Tekstfragment
Dat Bannon zelf een opmerkelijk sterke behoeft heeft aan invloed en macht lijkt evident, maar dit illustreert hij extra met een quote uit John Milton’s Paradise Lost:
“Je kunt beter regeren in de hel dan dienen in de hemel.”
Zijn relatie met Trump en de zo plots beëindigde carrière in het Witte Huis blijft in deze docu wat onderbelicht. Morris probeert er wel naar te vissen, bijvoorbeeld tijdens een filmscène uit Henry V waarin Falstaff wordt afgewezen door de net gekroonde koning die juist door zijn inspanningen op de troon terecht is gekomen. ‘Wordt Falstaff hier niet verraden?’, vraagt Morris. Bannon glimlacht mysterieus en ziet in Falstaff uitsluitend iemand die succesvol zijn plicht heeft voltooid.
In een recent interview met de Volkskrant vertelde Morris dat hij ‘de essentie van Bannon’ heeft gevonden: het streven naar totale destructie, nadrukkelijk gesymboliseerd door het theatraal vernietigen van de set op het einde.
Het is opvallend en veelzeggend dat de regisseur door te luisteren niet alleen angstiger voor Bannon is geworden, maar ook voor zijn eigen publiek: “Ik was bang dat het eruit zag alsof we het te gezellig hadden. Dat ik het leuk vond om met hem te praten”, zegt hij verontschuldigend.
Steve Bannon wordt doorgaans geframed als racistisch en een gevaarlijk icoon van alt-right, maar in deze docu doet hij duidelijk afstand van alles wat met extremisme heeft te maken, zoals bijvoorbeeld het neonazisme. Over de raciale rellen in Chalottesville zegt hij onder andere dat “extremisten aan beide zijden van het politieke spectrum de problemen alleen maar groter maken in Amerika”.
Merkwaardig genoeg is afstand nemen iets wat tegenwoordig wél serieus wordt genomen als links het doet, maar als rechts afstand neemt wordt dat gemakshalve genegeerd.
Wat American Dharma zo ongelofelijk spannend maakt is de symbolische functie. Als samenleving worden we steeds tribaler, we verschansen ons steeds meer in structuren die doen denken aan stammen. We denken steeds meer in ‘goed en slecht’, luisteren steeds minder naar elkaar. Het debat verbleekt. dogma wint terrein.

Opdracht
Kun je uit het tekstfragment over de documentaire American Dharma letterlijk het stuk opnieuw weergeven dat begint met "Dat Bannon zelf" en doorloopt tot en met "plicht heeft voltooid."? De lijst die hierna staat, heb je niet nodig.

Opgeslagen gegevens

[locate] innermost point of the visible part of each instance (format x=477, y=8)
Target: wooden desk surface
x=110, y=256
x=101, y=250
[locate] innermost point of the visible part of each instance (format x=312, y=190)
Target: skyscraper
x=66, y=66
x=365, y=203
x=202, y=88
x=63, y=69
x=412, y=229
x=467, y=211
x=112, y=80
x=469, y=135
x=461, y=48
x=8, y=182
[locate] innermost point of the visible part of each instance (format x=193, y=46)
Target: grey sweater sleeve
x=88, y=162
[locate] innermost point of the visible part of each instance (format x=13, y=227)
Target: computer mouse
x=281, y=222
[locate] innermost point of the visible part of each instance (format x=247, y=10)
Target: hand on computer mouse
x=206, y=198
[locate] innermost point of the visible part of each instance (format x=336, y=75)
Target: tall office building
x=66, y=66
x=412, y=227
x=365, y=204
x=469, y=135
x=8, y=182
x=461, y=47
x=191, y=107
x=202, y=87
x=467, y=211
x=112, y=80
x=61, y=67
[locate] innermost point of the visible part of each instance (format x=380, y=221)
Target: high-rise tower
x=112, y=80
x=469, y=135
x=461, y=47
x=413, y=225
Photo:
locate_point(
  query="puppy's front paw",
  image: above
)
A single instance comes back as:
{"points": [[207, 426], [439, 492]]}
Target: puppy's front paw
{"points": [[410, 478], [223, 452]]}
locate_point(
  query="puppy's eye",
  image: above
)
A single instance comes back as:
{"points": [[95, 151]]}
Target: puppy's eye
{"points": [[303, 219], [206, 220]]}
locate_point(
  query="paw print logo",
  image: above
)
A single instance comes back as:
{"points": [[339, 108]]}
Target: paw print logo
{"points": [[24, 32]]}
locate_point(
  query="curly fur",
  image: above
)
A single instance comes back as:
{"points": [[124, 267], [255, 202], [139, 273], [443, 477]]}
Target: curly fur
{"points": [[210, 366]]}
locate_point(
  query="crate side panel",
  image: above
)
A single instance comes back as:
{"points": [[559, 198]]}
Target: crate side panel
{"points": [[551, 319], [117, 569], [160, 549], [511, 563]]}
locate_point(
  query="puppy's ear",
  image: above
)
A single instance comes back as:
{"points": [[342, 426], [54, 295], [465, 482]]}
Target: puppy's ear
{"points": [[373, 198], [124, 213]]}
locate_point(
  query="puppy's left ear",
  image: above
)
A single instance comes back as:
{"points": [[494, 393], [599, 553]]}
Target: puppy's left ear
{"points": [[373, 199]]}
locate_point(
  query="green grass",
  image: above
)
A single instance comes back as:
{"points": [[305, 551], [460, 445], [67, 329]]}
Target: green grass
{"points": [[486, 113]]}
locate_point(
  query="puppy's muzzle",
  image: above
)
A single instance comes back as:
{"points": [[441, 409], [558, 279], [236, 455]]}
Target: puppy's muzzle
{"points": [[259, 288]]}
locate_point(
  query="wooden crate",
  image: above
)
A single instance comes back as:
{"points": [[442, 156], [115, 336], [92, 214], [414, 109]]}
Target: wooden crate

Antwoordruimte
Dat Bannon zelf een opmerkelijk sterke behoeft heeft aan invloed en macht lijkt evident, maar dit illustreert hij extra met een quote uit John Milton’s Paradise Lost:
“Je kunt beter regeren in de hel dan dienen in de hemel.”
Zijn relatie met Trump en de zo plots beëindigde carrière in het Witte Huis blijft in deze docu wat onderbelicht. Morris probeert er wel naar te vissen, bijvoorbeeld tijdens een filmscène uit Henry V waarin Falstaff wordt afgewezen door de net gekroonde koning die juist door zijn inspanningen op de troon terecht is gekomen. ‘Wordt Falstaff hier niet verraden?’, vraagt Morris. Bannon glimlacht mysterieus en ziet in Falstaff uitsluitend iemand die succesvol zijn plicht heeft voltooid.